__The input__
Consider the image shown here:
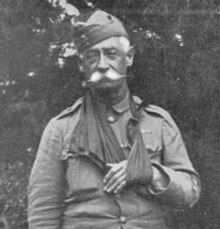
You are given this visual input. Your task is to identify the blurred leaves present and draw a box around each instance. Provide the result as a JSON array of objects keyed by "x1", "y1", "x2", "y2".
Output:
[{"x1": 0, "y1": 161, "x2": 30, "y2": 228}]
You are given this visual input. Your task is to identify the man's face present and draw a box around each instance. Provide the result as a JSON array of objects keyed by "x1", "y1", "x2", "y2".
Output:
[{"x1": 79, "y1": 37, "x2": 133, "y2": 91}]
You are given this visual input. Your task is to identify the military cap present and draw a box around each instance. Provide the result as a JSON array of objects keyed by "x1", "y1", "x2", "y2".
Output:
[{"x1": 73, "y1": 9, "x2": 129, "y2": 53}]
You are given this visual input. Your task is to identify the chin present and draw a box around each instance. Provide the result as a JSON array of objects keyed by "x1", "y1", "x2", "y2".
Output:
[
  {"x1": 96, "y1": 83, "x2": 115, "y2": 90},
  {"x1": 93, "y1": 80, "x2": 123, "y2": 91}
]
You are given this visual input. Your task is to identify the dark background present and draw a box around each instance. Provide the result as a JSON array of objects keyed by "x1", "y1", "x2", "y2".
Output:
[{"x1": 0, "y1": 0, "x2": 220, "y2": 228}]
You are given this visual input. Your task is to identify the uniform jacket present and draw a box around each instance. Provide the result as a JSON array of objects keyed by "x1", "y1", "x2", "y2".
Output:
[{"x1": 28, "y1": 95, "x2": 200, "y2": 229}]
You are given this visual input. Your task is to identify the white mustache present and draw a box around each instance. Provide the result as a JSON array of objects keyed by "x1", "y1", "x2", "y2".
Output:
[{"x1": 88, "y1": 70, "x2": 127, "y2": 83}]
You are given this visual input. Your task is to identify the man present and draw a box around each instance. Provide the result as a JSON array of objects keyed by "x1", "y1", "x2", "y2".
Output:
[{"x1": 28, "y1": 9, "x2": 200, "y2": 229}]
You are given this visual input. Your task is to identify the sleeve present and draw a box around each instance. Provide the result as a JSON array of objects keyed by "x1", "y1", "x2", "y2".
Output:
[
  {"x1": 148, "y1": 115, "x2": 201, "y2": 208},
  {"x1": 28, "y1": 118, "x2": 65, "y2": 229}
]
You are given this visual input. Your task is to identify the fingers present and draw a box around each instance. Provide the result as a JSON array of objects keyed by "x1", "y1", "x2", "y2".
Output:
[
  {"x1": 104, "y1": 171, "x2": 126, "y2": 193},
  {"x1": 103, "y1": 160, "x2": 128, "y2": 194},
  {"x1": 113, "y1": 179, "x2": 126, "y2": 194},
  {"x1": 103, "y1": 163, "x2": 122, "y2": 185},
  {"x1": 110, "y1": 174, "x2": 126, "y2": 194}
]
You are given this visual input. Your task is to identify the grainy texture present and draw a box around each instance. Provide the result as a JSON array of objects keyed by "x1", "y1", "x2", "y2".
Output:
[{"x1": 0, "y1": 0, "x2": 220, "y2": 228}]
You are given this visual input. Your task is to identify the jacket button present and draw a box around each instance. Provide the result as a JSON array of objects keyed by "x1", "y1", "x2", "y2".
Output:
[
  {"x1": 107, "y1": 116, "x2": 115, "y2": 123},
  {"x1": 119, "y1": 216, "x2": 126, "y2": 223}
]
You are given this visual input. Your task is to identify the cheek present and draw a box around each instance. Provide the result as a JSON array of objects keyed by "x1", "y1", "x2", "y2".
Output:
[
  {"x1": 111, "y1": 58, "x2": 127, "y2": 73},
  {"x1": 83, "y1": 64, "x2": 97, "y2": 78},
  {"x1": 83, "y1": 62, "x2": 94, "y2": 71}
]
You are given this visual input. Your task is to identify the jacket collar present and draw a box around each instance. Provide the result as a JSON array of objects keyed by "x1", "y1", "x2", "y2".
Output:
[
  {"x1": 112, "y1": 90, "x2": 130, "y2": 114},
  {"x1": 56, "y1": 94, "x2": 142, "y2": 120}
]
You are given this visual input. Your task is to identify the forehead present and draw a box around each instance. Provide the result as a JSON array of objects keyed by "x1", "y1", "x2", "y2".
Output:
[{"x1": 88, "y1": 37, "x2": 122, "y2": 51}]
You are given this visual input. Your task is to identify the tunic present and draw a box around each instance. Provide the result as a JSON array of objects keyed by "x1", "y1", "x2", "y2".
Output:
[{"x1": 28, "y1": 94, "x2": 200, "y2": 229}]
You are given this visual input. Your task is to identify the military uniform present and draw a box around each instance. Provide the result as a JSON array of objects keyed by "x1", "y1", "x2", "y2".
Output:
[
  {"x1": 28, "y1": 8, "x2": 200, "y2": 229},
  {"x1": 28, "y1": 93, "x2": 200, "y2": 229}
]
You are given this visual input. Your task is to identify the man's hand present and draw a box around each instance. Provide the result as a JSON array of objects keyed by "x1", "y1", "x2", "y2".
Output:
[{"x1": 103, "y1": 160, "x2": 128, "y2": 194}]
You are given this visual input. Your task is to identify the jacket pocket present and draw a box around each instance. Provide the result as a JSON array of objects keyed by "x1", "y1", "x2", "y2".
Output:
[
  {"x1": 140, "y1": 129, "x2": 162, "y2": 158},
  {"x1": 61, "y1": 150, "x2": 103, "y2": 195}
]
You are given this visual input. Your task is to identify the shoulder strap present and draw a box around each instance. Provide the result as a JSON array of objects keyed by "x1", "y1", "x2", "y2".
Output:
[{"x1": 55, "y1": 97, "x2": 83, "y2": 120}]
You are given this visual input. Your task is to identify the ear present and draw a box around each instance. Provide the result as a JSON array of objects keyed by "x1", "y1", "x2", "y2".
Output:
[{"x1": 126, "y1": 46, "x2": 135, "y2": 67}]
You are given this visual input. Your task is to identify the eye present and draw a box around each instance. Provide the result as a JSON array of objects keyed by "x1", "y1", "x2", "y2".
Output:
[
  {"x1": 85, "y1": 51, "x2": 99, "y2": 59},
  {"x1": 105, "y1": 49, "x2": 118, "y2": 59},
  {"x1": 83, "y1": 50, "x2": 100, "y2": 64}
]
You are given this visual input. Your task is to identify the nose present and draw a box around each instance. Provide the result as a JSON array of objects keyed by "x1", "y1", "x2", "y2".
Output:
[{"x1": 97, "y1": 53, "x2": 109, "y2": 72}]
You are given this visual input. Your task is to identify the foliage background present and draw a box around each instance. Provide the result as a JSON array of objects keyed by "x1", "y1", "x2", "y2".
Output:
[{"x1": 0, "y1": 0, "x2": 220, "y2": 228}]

==

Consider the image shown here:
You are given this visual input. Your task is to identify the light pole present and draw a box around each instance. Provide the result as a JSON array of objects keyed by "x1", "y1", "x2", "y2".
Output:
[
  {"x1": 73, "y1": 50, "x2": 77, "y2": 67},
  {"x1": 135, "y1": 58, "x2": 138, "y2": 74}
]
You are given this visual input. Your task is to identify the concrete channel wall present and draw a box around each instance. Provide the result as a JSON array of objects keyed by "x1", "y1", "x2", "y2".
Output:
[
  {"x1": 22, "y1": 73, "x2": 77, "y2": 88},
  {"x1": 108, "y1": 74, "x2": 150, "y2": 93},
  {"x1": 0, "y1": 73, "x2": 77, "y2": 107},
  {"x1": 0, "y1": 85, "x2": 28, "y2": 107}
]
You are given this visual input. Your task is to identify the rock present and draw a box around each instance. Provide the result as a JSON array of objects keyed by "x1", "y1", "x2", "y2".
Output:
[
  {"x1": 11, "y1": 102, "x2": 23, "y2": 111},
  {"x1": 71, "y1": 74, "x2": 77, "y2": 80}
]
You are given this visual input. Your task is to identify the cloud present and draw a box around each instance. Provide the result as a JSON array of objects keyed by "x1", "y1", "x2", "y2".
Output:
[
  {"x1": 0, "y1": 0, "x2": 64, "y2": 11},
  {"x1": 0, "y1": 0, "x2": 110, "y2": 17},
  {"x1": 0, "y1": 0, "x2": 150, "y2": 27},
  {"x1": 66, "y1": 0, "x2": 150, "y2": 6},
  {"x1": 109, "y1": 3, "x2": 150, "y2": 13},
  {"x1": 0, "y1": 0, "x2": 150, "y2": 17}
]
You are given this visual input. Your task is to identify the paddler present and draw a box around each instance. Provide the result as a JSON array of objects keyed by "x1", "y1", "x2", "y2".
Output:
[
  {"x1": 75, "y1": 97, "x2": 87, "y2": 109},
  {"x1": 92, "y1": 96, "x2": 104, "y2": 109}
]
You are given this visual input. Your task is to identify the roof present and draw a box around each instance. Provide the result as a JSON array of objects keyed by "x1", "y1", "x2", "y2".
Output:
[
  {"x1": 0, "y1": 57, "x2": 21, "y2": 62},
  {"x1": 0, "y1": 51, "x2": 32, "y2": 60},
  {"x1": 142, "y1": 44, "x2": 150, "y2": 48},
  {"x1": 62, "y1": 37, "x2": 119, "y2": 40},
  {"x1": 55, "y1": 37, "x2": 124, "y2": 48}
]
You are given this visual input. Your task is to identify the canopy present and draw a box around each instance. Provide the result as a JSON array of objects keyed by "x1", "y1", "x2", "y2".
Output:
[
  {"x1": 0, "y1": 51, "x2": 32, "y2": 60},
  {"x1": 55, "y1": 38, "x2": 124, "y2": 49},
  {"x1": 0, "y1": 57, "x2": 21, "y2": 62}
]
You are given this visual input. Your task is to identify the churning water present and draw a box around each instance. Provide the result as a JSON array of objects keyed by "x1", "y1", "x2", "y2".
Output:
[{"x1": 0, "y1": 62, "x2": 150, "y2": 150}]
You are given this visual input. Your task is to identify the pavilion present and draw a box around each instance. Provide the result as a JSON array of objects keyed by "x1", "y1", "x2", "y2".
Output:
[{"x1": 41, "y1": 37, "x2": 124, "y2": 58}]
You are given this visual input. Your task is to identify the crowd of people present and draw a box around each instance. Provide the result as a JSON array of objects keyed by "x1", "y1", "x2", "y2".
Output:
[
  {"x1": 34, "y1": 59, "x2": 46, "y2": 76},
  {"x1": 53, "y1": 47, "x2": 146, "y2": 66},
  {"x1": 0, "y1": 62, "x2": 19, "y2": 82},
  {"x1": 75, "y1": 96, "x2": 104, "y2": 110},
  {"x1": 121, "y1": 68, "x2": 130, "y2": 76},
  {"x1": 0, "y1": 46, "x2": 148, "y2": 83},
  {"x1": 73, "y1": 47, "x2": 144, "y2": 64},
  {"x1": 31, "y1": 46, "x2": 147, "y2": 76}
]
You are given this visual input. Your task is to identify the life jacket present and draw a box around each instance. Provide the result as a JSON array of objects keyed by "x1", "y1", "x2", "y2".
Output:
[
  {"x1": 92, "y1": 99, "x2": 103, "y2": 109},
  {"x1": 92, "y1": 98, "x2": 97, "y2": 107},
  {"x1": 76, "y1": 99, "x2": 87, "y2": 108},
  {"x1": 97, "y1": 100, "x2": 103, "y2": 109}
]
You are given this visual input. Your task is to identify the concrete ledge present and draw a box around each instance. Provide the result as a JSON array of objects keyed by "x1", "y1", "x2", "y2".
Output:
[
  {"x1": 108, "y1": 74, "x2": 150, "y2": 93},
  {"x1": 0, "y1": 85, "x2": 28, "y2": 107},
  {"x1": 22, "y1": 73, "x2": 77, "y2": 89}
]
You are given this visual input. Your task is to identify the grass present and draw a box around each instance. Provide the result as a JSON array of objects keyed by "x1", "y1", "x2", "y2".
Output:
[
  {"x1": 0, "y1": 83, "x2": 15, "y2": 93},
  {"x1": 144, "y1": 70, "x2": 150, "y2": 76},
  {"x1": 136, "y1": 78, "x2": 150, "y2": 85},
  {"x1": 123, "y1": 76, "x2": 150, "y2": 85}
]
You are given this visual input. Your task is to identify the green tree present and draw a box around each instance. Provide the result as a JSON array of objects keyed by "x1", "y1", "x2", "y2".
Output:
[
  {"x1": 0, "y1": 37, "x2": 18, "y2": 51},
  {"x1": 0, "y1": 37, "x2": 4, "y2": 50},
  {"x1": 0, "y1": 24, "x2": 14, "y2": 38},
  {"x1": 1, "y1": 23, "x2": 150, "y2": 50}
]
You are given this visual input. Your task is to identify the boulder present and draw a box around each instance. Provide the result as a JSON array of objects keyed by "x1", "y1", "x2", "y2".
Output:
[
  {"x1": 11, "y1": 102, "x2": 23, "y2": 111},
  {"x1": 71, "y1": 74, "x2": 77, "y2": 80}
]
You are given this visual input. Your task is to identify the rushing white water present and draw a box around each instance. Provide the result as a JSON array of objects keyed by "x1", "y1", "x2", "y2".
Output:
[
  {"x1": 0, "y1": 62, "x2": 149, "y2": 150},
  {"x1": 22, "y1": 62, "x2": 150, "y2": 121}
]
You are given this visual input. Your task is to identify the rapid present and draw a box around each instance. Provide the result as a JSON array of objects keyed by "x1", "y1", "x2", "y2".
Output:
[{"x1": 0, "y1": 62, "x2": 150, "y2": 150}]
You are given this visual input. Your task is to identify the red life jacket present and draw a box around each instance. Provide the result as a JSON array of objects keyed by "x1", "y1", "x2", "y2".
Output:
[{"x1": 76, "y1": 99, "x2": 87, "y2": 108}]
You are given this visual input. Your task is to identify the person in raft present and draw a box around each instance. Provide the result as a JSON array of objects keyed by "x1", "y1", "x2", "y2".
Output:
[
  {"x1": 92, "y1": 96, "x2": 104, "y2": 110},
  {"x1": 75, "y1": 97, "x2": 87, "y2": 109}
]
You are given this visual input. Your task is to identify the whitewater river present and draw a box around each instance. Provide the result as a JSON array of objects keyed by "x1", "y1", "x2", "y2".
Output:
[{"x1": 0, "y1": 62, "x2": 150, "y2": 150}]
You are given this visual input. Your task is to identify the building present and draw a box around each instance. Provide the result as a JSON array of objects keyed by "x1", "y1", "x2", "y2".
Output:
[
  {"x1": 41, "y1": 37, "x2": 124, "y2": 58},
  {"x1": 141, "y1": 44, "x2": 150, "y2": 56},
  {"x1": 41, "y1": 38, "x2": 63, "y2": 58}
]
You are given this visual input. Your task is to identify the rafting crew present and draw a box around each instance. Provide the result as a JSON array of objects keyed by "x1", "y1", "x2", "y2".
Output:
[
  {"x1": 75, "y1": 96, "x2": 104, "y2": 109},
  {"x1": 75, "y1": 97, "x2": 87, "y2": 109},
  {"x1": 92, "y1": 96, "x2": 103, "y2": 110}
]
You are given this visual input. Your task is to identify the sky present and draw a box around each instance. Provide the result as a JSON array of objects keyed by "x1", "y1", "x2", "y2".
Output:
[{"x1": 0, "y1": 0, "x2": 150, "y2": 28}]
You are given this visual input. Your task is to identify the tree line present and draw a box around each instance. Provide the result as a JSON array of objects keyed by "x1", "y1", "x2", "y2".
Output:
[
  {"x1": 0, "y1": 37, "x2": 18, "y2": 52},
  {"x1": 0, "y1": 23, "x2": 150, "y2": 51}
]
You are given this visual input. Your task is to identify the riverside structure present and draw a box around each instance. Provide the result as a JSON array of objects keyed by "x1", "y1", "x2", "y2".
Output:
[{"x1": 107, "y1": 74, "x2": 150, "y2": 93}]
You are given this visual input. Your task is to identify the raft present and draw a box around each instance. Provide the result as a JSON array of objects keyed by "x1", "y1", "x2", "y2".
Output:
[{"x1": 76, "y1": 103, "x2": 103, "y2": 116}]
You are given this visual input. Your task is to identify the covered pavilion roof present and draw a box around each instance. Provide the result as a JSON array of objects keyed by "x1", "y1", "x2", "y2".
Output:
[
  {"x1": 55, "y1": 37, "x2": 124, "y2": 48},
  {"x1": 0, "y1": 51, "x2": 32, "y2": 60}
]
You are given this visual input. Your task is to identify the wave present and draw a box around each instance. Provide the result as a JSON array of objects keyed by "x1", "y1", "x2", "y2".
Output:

__What is expected__
Your answer must consist solely of the lines above between the line holding "identify the tunic" and the line holding "the jacket pocket", inclusive, copied exactly.

__Answer box__
You are given this visual input. Your task is to identify the tunic present and draw a box around each instance. Provide the result as a JSON array of objects keyed by "x1", "y1", "x2", "y2".
Output:
[{"x1": 28, "y1": 94, "x2": 200, "y2": 229}]
You are given this visual input. Your task is to identify the military uniform present and draw a box around each instance. Provide the result as a JSON array of objects keyed by "x1", "y1", "x2", "y2".
Output:
[
  {"x1": 28, "y1": 8, "x2": 200, "y2": 229},
  {"x1": 28, "y1": 93, "x2": 200, "y2": 229}
]
You are given this visual input. Your task is to identify the man's hand present and draw a box around each instance. Provide the result as a JSON array of objects keyed by "x1", "y1", "x2", "y2".
Output:
[{"x1": 103, "y1": 160, "x2": 128, "y2": 194}]
You are given this visual input. Your task is to identify the jacket pocket present and draw a box around each instance. Provide the result as a JSON array of objects keyed by "x1", "y1", "x2", "y2".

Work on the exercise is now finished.